### What you should do
Copy the records from the line that contains "white cream blob" through the last line of the records, requests included, and offset every bounding box coordinate in the answers by adding 18 to it.

### Input records
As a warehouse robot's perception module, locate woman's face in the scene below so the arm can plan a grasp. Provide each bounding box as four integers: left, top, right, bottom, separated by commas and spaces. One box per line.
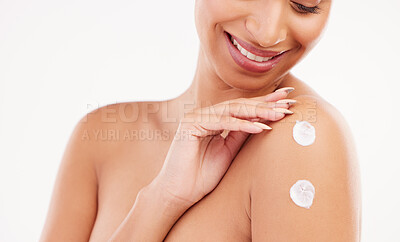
195, 0, 331, 91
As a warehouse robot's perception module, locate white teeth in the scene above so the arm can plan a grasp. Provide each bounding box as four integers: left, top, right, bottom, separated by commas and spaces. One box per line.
256, 56, 264, 62
238, 45, 249, 57
247, 52, 256, 60
231, 37, 272, 62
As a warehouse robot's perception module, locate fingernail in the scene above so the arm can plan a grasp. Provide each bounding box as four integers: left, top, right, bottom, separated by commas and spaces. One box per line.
275, 87, 294, 93
272, 108, 293, 114
276, 99, 297, 104
253, 122, 272, 129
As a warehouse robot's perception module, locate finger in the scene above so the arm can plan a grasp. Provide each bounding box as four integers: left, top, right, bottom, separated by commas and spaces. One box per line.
181, 114, 271, 137
225, 131, 250, 159
205, 98, 290, 121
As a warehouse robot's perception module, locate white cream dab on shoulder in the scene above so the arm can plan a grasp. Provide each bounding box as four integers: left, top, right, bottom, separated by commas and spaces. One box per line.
293, 120, 315, 146
290, 180, 315, 209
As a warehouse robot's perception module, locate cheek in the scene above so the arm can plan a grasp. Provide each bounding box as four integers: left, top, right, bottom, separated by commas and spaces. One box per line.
289, 15, 327, 49
195, 0, 244, 37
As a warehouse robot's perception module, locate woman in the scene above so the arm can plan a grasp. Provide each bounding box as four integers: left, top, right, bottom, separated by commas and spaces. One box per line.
41, 0, 361, 241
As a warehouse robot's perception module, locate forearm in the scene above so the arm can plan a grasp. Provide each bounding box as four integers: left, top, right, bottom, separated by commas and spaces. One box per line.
110, 179, 192, 242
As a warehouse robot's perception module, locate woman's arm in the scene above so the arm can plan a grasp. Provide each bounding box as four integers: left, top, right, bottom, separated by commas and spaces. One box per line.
40, 106, 192, 242
111, 178, 193, 242
40, 116, 97, 242
246, 96, 361, 242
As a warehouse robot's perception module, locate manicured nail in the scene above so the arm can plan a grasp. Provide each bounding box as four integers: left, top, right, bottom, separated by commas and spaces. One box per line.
253, 122, 272, 129
275, 87, 294, 93
276, 99, 297, 104
272, 108, 293, 114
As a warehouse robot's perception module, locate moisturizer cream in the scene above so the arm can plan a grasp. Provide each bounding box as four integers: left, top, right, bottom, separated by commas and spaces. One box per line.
290, 180, 315, 209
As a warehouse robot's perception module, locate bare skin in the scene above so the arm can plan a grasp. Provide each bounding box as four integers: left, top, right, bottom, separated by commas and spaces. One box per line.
41, 0, 361, 241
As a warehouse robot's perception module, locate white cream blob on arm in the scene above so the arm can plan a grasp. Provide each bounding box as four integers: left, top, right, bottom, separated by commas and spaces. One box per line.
290, 180, 315, 209
293, 120, 315, 146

### Finished answer
As a warehouse robot's perception module, locate white cream blob on arm in the scene above so the arm can plan a grasp. Provide each bounding box as four integers: left, top, right, bottom, separated by commas and spaces. One box per line.
308, 198, 333, 227
311, 138, 333, 164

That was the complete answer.